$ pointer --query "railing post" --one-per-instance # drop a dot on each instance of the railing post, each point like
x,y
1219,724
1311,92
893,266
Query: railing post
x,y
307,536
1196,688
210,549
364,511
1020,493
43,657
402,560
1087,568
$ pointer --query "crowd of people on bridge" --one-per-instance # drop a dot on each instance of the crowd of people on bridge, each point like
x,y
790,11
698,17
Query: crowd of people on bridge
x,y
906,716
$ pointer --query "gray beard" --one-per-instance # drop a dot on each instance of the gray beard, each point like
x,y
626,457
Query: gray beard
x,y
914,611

□ □ □ □

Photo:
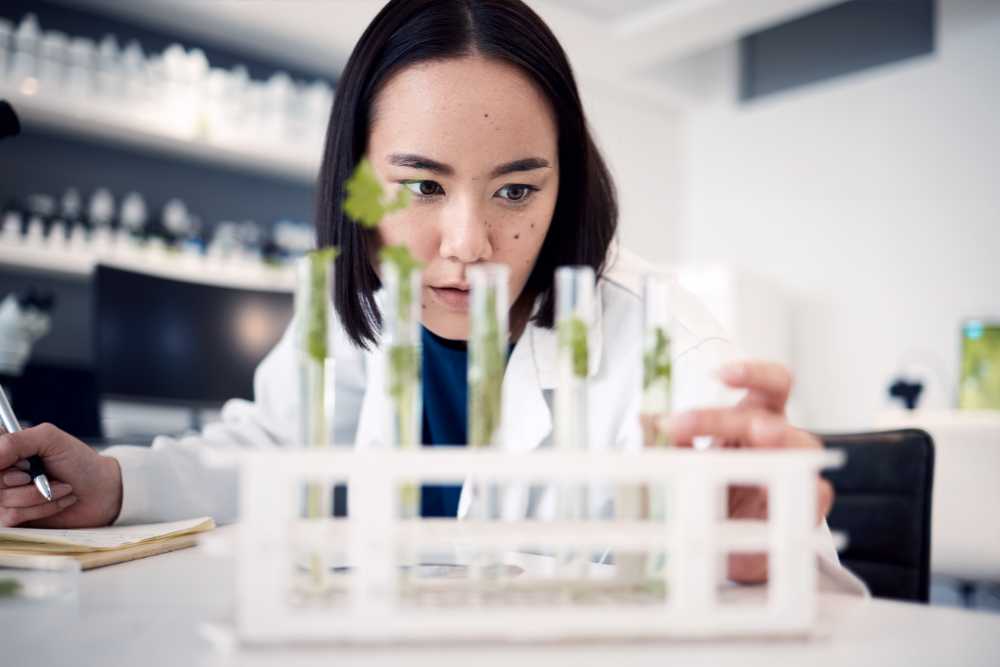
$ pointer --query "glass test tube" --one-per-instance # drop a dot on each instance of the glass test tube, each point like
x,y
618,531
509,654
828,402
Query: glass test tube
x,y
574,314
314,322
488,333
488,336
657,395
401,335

□ □ □ □

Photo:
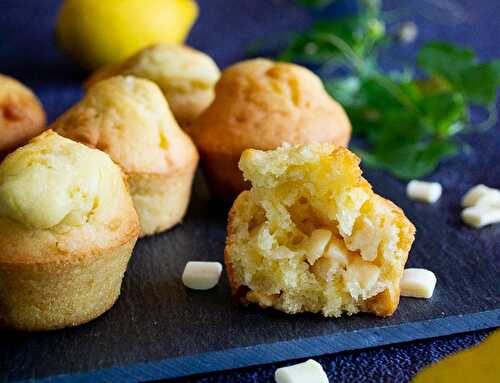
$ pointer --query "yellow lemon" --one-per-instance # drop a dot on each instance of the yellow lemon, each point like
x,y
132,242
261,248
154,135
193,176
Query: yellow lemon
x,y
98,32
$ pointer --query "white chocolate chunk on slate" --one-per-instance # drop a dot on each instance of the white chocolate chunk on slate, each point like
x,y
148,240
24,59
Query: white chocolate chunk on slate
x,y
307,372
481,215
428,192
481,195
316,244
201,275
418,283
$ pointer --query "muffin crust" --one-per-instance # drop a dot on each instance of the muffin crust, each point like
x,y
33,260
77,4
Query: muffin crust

□ □ □ □

Description of the task: Starting at the line that has "crust, each point like" and stopping after the line that has "Query: muffin crust", set out those lines as a numbered list with any blank lines skipped.

The result:
1. $ pointer --query "muffin crust" --one-per-instance # drop a dot on each instance of the muffin crust, each point like
2. x,y
3. 33,260
4. 77,4
5. Query: muffin crust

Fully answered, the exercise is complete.